Job 1:
Decide whether each statement agrees with the passage on the history of Chanel below: (a) Coco Chanel held a 10 percent share of Parfums Chanel. (b) Pierre Wertheimer founded Parfums Chanel in the same year he was introduced to Coco Chanel. (c) Soir de Paris was marketed through the Bourjois company. Answer yes or no for each, and quote the words of the passage that decide it.
Job 2:
Retype the part of the passage on the history of Chanel that runs from "Chanel, worth an" up to and including "wealth, and scandal.", keeping every word and mark unchanged.

Extract:
---+---

Chanel, worth an estimated $1.5 billion, is one of the largest companies in the $4 billion global perfume industry. Chanel started its success with the introduction of Chanel No. 5 perfume, which continued to be a top selling perfume into the 1990s. The company has since diversified its offerings beyond perfumes to include designer clothes and accessories, which are sold in department stores and Chanel boutiques around the world. The company boasts a rich history rife with intrigue, wealth, and scandal.
By the 1990s, the Wertheimer family of France had maintained controlling interest in Chanel for over 100 years. Chanel traces its roots back to 1870, when Ernest Wertheimer moved from Alsace, France, to Paris during the Franco-Prussian War. Shortly after his arrival he purchased an interest in a French theatrical makeup company called Bourjois. Bourjois successfully introduced dry rouge to the European market in the 1890s. The company grew rapidly, and by the early 1920s, Bourjois had begun making and distributing skin creams from his Rochester, New York, plant for cosmetic industry giant Helena Rubenstien. By the 1920s, Bourjois had become the largest cosmetics and fragrance manufacturer in France.
Though the Wertheimer family would control the finances of Chanel from its inception, the impetus and creative vision for the company came from Coco Chanel. Theophile Bader, founder of the successful French department store chain Galeries Lafayette, introduced Coco Chanel to Ernest Wertheimer's son, Pierre, in 1922. Coco Chanel sought financial help from Pierre Wertheimer to market a fragrance she had developed in 1921. An admirer of Coco Chanel, Pierre Wertheimer wanted to help her succeed and, two years after their introduction, he founded Parfums Chanel to make and sell her upscale perfume, named Chanel No. 5. Pierre Wertheimer funded the venture and retained a 70 percent ownership share in the company. Coco Chanel got a modest 10 percent of the company and Bader received 20 percent.
During the 1920s and 1930s Parfums Chanel thrived. In addition to selling the famous Chanel No. 5 perfume, the company eventually introduced other fragrances. In 1929, Pierre Wertheimer introduced Soir de Paris, a fragrance aimed at the general public and marketed through the Bourjois company. Meanwhile, Coco Chanel operated a successful fashion studio near the Louvre museum in Paris. Under an agreement with the Wertheimers, she operated her design business as a separate company, but sold the clothes under the Chanel name. Although Parfums Chanel and Coco Chanel's design business flourished, the personal relationship between Coco Chanel and Pierre Wertheimer deteriorated.

---+---

Entries supplied:
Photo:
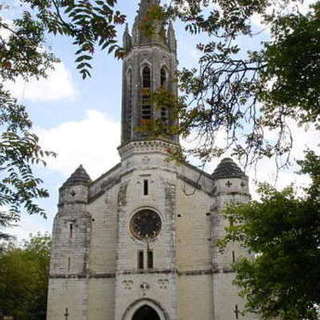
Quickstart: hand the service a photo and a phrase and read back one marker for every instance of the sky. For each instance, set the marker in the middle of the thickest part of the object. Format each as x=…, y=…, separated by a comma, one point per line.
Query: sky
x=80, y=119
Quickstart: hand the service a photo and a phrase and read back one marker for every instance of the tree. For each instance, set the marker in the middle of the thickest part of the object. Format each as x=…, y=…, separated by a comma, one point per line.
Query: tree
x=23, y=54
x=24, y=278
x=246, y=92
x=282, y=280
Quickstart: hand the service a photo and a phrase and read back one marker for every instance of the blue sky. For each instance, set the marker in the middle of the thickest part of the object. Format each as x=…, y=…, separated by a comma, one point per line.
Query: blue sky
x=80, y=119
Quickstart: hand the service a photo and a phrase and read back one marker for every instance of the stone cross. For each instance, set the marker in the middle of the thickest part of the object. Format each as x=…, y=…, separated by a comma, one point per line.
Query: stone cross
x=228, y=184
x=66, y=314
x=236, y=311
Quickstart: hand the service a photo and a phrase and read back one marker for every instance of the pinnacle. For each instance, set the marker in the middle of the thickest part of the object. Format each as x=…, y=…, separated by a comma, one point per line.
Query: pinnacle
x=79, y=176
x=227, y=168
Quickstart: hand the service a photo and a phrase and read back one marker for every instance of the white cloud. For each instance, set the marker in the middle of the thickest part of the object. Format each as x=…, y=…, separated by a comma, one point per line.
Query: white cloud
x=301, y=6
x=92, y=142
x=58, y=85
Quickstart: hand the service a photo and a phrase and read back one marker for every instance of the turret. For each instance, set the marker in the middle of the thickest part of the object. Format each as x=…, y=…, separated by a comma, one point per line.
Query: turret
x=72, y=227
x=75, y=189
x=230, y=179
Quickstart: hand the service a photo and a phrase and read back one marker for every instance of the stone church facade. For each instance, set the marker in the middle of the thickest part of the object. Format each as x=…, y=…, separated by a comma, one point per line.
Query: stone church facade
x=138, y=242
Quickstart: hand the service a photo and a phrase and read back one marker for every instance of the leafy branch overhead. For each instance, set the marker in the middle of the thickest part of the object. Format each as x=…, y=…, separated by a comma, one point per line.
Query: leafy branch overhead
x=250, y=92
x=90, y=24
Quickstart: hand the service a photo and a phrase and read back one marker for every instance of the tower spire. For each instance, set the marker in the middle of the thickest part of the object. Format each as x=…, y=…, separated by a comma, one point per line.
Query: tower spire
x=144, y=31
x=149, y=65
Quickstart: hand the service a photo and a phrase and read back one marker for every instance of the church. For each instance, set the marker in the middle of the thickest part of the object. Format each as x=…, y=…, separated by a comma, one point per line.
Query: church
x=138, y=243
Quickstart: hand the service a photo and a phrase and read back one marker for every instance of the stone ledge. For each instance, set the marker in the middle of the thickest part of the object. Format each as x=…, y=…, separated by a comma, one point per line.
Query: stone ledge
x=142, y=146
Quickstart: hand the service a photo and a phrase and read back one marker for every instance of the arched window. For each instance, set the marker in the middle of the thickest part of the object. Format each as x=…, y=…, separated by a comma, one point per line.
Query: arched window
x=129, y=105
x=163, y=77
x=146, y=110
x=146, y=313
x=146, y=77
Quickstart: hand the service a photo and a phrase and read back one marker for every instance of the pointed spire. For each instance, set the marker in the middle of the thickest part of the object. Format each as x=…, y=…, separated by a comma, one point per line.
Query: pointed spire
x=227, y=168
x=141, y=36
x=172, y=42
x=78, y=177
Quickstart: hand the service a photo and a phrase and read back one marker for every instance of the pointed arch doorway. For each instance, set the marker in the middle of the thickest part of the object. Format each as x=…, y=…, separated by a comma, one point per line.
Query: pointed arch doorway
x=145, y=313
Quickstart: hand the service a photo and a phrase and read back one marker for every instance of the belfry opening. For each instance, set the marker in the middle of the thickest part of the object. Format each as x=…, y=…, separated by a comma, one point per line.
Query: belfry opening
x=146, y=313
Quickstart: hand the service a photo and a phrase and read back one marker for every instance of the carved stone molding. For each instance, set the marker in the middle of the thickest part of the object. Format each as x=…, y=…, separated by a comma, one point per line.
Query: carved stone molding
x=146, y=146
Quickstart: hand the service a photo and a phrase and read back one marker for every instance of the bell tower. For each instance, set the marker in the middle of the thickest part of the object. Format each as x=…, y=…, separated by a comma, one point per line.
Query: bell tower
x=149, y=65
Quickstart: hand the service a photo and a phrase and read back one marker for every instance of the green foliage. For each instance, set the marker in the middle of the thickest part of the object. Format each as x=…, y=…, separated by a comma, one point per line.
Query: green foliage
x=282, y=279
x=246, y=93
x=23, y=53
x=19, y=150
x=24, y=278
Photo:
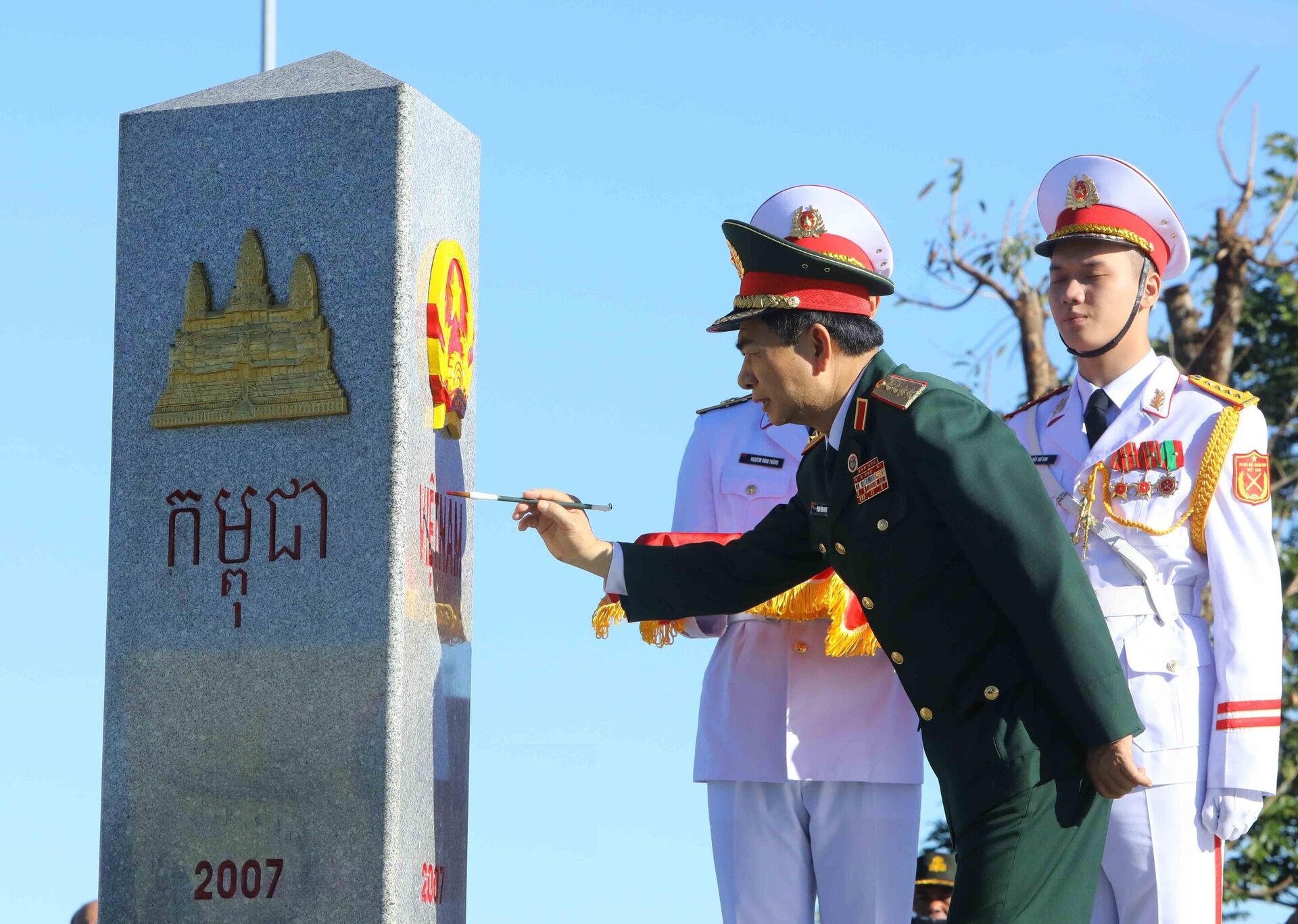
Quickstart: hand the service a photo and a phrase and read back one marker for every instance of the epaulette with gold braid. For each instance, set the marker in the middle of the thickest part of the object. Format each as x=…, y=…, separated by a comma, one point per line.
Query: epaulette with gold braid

---+---

Problem solution 1:
(a) Yes: "Coco Chanel got a modest 10 percent of the company and Bader received 20 percent."
(b) No: "two years after their introduction, he founded Parfums Chanel to make and sell her upscale perfume, named Chanel No. 5."
(c) Yes: "In 1929, Pierre Wertheimer introduced Soir de Paris, a fragrance aimed at the general public and marketed through the Bourjois company."

Problem solution 2:
Chanel, worth an estimated $1.5 billion, is one of the largest companies in the $4 billion global perfume industry. Chanel started its success with the introduction of Chanel No. 5 perfume, which continued to be a top selling perfume into the 1990s. The company has since diversified its offerings beyond perfumes to include designer clothes and accessories, which are sold in department stores and Chanel boutiques around the world. The company boasts a rich history rife with intrigue, wealth, and scandal.